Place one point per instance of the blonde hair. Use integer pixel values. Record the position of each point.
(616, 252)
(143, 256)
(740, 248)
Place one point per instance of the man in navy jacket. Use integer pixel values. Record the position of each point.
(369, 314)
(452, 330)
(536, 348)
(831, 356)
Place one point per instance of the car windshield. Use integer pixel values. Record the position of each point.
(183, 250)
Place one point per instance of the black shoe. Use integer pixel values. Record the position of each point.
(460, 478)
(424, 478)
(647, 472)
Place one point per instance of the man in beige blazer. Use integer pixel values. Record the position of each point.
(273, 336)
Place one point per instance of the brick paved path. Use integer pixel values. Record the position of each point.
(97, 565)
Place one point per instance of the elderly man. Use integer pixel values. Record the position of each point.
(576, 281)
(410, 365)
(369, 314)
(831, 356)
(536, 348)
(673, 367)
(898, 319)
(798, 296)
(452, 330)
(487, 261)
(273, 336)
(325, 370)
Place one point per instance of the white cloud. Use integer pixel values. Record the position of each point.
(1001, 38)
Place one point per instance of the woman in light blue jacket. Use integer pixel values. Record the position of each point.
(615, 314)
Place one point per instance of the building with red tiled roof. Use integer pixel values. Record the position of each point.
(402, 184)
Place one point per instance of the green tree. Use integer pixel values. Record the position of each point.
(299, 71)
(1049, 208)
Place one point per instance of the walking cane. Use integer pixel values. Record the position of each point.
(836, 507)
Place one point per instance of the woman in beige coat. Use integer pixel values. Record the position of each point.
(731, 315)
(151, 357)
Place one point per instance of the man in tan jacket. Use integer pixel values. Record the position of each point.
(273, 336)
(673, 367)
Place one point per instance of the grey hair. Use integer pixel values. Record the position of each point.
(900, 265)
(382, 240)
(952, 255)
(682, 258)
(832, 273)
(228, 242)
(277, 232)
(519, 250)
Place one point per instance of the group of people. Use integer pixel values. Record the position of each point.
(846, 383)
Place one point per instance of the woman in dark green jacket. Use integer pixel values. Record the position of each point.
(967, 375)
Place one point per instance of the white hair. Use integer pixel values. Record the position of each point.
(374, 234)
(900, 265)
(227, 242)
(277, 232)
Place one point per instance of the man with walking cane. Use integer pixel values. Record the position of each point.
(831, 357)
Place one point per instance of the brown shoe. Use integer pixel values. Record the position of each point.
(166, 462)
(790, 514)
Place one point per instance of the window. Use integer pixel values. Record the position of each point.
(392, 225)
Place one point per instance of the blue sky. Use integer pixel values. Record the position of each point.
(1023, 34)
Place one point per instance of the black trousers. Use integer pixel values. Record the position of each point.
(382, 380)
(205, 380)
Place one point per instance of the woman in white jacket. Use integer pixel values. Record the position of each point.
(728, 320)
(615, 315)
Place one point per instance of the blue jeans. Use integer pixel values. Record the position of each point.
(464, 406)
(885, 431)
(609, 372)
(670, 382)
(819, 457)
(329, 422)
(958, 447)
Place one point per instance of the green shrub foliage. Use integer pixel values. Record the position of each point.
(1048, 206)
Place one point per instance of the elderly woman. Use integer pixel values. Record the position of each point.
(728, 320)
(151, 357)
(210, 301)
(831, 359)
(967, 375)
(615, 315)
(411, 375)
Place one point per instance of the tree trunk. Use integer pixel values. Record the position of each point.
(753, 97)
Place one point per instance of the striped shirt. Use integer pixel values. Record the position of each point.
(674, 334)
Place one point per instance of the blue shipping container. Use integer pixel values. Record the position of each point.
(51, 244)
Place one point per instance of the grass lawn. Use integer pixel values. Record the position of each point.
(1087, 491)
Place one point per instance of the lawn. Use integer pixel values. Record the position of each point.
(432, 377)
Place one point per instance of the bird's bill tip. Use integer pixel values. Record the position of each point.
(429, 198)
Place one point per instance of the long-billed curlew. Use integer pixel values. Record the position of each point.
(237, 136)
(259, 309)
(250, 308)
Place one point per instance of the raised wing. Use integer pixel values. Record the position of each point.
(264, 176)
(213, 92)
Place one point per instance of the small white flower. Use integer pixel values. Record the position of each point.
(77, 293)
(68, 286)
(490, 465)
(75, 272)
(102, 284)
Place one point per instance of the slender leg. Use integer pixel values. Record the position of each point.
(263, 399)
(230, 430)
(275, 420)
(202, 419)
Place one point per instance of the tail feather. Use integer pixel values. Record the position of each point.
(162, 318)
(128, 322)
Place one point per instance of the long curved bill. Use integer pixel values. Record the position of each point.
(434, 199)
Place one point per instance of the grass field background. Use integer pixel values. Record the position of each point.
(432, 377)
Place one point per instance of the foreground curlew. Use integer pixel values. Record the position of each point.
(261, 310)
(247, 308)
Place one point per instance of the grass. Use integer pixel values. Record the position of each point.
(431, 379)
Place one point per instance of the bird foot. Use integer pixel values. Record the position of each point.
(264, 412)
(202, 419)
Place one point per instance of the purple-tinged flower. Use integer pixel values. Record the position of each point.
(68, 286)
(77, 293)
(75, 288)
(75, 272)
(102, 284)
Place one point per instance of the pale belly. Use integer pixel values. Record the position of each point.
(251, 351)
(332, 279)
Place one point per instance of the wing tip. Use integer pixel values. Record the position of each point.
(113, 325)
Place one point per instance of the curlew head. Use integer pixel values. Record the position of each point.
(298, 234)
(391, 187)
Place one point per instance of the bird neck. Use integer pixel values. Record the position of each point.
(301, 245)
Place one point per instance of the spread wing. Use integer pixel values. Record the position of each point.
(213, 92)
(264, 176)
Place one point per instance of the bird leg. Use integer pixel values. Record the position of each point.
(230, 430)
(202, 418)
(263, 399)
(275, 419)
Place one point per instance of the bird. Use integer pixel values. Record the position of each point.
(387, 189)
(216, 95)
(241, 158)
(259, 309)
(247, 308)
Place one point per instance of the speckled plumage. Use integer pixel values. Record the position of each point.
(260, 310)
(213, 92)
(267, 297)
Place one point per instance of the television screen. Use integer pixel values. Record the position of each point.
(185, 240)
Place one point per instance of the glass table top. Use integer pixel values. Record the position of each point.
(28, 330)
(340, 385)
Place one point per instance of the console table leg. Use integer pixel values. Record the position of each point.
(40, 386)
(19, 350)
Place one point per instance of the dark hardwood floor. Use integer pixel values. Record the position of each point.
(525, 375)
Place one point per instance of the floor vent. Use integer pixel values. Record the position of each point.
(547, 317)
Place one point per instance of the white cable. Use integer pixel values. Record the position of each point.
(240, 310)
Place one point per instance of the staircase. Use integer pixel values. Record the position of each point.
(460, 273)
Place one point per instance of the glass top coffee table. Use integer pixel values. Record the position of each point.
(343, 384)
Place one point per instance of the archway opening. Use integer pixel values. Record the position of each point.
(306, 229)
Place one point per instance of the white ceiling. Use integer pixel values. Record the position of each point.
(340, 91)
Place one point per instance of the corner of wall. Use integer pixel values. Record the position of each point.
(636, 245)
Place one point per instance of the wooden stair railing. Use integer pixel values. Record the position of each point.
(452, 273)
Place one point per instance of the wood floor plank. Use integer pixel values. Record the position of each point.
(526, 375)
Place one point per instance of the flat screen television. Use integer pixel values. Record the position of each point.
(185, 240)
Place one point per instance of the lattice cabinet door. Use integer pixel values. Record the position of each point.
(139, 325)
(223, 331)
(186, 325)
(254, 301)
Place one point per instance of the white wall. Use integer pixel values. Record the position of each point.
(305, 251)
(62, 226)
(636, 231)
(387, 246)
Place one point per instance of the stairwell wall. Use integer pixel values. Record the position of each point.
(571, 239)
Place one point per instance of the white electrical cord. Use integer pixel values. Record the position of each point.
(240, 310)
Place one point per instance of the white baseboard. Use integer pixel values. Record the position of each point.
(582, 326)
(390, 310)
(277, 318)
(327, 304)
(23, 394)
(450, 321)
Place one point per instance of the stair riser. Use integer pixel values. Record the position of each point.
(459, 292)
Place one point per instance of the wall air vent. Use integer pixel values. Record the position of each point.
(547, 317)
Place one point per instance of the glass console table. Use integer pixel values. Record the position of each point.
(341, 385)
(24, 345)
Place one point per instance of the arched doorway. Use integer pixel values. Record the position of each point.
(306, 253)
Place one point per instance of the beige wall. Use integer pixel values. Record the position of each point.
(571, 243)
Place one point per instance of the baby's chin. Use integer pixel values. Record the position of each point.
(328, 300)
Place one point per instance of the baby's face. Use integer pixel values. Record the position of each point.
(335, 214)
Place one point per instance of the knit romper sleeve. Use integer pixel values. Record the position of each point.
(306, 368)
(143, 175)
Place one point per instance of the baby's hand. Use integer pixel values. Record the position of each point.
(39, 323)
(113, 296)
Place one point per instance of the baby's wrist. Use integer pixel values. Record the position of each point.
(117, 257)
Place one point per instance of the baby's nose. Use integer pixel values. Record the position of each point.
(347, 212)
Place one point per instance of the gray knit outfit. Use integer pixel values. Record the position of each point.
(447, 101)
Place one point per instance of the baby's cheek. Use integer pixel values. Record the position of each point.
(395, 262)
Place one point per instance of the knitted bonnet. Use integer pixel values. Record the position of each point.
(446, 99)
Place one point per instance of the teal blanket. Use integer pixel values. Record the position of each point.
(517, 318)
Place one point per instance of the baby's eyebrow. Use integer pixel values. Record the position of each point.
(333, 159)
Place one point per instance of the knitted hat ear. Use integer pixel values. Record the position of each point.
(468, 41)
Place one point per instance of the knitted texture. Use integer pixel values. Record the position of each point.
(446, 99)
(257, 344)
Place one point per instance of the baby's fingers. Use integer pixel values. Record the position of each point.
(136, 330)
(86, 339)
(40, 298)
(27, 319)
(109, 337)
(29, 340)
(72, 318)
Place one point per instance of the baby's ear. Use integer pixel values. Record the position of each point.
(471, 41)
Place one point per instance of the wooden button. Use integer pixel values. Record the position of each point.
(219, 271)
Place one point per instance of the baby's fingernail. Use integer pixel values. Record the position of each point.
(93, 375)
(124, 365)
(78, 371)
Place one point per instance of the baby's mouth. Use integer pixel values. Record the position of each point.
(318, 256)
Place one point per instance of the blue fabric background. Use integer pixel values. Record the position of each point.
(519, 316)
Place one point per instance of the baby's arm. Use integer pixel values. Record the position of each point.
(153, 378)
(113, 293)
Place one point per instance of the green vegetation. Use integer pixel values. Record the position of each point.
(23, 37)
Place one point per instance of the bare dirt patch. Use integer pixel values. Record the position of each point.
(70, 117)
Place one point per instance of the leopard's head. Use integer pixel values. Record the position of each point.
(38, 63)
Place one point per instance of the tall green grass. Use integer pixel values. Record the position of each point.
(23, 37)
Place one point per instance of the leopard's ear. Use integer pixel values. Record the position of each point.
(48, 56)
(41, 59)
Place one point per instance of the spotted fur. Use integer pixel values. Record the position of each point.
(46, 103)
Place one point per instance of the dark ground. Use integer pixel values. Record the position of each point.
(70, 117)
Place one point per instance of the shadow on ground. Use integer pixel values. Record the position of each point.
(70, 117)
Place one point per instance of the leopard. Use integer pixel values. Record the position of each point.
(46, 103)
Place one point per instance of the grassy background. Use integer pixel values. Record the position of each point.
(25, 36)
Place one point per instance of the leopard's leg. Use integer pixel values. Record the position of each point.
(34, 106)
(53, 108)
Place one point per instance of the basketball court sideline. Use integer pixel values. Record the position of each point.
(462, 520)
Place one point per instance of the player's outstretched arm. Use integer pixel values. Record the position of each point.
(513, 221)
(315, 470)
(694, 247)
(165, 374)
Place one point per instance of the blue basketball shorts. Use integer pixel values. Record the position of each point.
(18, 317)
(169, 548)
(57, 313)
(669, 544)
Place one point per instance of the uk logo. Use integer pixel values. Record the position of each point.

══════════════════════════════

- [Exercise aim]
Reproduce the final stretch of the data above: every line from the one holding "Place one point per instance of the leopard." through the end, inclusive, exactly as written and nothing else.

- [Response to the exercise]
Place one point per instance of the leopard. Use integer pixel values. Record the position of each point.
(46, 103)
Place one point per instance of the grassy background. Use integer pixel values. Record the position of each point.
(25, 36)
Place one point per instance of the leopard's leg. Use integer pixel values. Record the position of each point.
(34, 106)
(53, 108)
Place one point per instance of the basketball court sideline. Use integer pixel values. Record the position of each point.
(462, 520)
Place one point per instance of the player's outstretched arm. Use integer pixel values. Record the position of each point.
(513, 221)
(315, 470)
(694, 247)
(165, 374)
Place one point per instance of the blue basketball shorts. Use integer pixel values. Record the position of each point.
(18, 317)
(169, 548)
(57, 313)
(669, 544)
Place one point per instance of the uk logo. Use integer pixel values. Record the position of each point.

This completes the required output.